= WHAT IS BEING ASKED =
Using the data below, show every line where the word "shirt" occurs.

= EXERCISE INPUTS =
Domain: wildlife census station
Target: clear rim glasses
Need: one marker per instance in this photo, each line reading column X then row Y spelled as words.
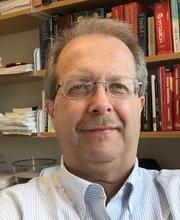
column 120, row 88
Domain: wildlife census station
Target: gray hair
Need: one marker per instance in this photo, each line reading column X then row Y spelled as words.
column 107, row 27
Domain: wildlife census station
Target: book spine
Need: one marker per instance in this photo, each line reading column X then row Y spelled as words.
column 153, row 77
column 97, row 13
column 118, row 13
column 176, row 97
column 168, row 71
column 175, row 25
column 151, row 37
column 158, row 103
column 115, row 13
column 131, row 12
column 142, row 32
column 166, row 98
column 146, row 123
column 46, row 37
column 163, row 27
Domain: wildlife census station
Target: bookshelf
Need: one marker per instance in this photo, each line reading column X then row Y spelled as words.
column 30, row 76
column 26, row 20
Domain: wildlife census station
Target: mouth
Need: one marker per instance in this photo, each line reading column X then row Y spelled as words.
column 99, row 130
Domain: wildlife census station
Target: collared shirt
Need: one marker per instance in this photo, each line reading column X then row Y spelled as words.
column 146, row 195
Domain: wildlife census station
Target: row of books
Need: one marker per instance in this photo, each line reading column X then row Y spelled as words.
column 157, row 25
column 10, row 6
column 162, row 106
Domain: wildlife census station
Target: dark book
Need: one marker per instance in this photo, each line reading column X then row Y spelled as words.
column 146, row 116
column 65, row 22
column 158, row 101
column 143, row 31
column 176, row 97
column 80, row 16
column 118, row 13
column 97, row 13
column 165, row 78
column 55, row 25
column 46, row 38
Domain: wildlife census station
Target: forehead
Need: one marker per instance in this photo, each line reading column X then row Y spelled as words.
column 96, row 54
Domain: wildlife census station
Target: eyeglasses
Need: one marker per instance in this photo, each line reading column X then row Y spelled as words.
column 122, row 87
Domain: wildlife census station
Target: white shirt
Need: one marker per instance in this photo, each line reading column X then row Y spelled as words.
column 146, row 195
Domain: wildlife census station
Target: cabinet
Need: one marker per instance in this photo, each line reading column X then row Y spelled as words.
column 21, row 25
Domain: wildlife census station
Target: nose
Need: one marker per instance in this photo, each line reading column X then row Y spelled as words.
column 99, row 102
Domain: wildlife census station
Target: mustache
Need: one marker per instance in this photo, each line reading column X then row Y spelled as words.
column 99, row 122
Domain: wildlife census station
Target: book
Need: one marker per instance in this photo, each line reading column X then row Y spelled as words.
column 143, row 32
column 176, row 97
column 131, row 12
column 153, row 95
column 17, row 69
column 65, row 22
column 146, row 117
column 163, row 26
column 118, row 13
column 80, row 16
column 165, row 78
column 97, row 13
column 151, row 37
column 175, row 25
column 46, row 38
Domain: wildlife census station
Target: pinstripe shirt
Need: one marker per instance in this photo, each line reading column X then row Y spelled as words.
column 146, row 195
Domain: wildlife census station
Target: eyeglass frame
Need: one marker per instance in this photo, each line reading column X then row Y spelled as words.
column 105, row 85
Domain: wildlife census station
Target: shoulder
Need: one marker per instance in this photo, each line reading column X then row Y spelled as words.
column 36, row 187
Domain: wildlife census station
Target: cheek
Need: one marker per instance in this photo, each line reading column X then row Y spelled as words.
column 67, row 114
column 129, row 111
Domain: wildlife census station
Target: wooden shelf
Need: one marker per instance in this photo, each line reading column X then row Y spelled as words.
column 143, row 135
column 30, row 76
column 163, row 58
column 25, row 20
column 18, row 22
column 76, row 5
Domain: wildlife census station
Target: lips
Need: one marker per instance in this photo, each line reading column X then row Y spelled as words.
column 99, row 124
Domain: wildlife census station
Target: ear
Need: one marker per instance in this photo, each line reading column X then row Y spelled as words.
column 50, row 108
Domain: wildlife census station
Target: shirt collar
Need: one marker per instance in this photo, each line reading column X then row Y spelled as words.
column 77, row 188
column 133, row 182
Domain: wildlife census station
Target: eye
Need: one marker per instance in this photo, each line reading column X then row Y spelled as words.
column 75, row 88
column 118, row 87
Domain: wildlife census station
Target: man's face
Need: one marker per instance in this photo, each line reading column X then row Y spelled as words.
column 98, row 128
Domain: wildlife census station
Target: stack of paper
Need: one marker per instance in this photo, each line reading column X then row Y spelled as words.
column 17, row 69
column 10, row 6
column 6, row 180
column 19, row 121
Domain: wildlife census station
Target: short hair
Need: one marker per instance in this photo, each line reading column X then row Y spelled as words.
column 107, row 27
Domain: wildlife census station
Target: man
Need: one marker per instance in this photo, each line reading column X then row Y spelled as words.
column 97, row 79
--
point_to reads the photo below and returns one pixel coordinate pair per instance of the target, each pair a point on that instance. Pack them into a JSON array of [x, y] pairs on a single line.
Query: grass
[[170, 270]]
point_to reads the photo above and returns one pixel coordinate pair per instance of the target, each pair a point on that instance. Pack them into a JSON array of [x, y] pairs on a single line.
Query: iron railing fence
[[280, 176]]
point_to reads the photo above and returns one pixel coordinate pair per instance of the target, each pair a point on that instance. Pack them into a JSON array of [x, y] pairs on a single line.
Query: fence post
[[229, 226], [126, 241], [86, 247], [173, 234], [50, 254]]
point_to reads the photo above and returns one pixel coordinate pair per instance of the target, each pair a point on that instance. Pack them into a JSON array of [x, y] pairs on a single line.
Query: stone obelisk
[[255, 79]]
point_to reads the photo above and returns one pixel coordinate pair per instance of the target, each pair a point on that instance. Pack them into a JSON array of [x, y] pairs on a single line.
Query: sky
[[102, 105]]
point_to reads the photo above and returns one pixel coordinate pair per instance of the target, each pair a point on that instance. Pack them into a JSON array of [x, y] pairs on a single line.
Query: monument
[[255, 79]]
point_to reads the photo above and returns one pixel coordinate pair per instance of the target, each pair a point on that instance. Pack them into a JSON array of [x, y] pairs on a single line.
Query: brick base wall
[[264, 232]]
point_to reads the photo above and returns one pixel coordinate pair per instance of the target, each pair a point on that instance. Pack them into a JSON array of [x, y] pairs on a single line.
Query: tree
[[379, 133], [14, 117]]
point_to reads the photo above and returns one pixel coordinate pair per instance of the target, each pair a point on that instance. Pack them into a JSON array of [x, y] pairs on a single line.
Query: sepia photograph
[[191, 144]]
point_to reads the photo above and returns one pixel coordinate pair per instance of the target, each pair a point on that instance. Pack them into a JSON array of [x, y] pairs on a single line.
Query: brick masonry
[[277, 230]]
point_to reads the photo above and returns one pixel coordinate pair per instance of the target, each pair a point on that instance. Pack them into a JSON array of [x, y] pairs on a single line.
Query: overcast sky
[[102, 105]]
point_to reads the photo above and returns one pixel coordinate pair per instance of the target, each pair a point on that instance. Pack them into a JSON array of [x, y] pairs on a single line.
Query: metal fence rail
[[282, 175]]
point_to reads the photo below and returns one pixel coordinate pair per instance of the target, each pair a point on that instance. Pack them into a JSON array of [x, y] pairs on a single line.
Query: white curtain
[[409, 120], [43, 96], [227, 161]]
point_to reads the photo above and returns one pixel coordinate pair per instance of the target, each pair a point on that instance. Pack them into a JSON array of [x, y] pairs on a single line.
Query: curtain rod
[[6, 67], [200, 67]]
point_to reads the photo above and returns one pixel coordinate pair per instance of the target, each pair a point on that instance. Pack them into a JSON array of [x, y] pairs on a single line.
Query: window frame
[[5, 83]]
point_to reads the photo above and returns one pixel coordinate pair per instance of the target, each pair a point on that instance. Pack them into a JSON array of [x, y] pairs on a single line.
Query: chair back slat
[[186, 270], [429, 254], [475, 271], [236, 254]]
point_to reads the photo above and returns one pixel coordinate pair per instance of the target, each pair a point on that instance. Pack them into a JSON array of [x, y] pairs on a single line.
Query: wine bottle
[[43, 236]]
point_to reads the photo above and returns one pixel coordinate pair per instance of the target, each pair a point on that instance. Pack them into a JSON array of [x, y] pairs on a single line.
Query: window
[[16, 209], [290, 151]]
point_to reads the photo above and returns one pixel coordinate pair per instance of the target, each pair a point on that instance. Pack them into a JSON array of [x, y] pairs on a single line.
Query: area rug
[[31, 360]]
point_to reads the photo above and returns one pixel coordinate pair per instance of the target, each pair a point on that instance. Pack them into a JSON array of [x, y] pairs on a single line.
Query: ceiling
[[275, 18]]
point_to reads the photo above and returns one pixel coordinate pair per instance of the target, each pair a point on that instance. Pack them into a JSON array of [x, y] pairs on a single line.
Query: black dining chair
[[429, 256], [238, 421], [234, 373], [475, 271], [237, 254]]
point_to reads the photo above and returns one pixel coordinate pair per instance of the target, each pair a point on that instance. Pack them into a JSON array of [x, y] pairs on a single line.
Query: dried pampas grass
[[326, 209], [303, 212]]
--
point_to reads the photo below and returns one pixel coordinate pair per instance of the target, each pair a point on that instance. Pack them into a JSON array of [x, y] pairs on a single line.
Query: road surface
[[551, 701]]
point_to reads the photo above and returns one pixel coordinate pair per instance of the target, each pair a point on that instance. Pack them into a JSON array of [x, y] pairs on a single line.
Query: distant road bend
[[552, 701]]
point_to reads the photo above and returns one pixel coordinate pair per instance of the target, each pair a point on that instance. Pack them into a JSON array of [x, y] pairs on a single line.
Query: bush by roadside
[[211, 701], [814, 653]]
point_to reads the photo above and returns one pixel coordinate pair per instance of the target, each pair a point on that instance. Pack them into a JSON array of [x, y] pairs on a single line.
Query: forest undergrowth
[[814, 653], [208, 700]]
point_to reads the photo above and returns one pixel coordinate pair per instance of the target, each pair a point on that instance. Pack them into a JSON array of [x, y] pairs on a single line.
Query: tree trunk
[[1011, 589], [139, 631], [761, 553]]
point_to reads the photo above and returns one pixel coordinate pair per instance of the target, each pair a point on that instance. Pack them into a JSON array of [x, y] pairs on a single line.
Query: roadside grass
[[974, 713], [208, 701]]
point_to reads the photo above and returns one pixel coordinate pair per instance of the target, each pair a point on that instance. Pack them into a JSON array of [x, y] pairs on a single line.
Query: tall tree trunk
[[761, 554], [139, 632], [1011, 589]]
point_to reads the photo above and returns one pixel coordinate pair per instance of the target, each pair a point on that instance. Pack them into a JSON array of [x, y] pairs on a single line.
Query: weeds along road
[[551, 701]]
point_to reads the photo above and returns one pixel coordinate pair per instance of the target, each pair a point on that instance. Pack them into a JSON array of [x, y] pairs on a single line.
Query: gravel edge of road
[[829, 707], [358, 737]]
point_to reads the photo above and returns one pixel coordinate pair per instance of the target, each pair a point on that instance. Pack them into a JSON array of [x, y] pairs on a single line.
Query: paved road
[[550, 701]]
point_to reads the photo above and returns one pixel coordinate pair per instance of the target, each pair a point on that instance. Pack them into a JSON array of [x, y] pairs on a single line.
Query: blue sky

= REPLY TO THE EXERCISE =
Target: collared shirt
Target: white shirt
Target: pinstripe shirt
Target: shirt collar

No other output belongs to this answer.